
    Mais non, pas pour la lenteur (ni pour la bave, quand même j'en suis pas là).

     

    Pour la coquille où l'on peut se réfugier.

     

  • (12/21) En repos et à part

    « Dernièrement (...) je me retirai chez moi, délibéré autant que je pourrai, ne me mêler d'autre chose que de passer en repos et à part ce peu qui me reste de vie ... » (Montaigne Essais I,8 De l'oisiveté)

     

    Ce passage de Montaigne me revient souvent ces temps-ci, depuis qu'il s'est imposé à moi lors de l'épisode confinement au printemps dernier*.

     

    Passer en repos et à part ce peu qui me reste de vie. En repos je l'entends au sens fort. Montaigne à mon avis ne parle pas ici de souffler un peu, genre faire un break. Il s'agit de cesser toute agitation.

    Non seulement au plan de l'agir réel, mais plus encore au plan psychique.

    Il vise un état semblable au calme plat d'une mer étale, quand le navire est en panne. C'est désagréable quand on a une route à faire, un port à atteindre (éventuellement une course à gagner).

    Or précisément ce n'est plus le cas. Plus assez de vie devant soi pour se lancer dans un tour du monde, ou même dans de plus modestes navigations.

    On a franchi une ligne (la dead line c'est le cas de le dire).

     

    Freud définit le principe de plaisir (de façon contre-intuitive pour notre sens commun) comme la tendance psychique à rechercher la perturbation nulle. Autrement dit à supprimer la tension qui va avec le désir.

    Le franchissement de ligne dont je parle, c'est de se sentir peu à peu délivré(e), simplement, en douceur, non du vouloir, mais de ses tensions.
※
Consigne — Recopiez fidèlement le passage de l'extrait sur le repos selon Montaigne, de « Non seulement au » à « avec le désir. ».
※
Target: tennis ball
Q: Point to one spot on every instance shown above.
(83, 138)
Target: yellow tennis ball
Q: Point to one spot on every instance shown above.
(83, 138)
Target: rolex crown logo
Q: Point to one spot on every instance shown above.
※
Corrigé —
Non seulement au plan de l'agir réel, mais plus encore au plan psychique.

    Il vise un état semblable au calme plat d'une mer étale, quand le navire est en panne. C'est désagréable quand on a une route à faire, un port à atteindre (éventuellement une course à gagner).

    Or précisément ce n'est plus le cas. Plus assez de vie devant soi pour se lancer dans un tour du monde, ou même dans de plus modestes navigations.

    On a franchi une ligne (la dead line c'est le cas de le dire).

     

    Freud définit le principe de plaisir (de façon contre-intuitive pour notre sens commun) comme la tendance psychique à rechercher la perturbation nulle. Autrement dit à supprimer la tension qui va avec le désir.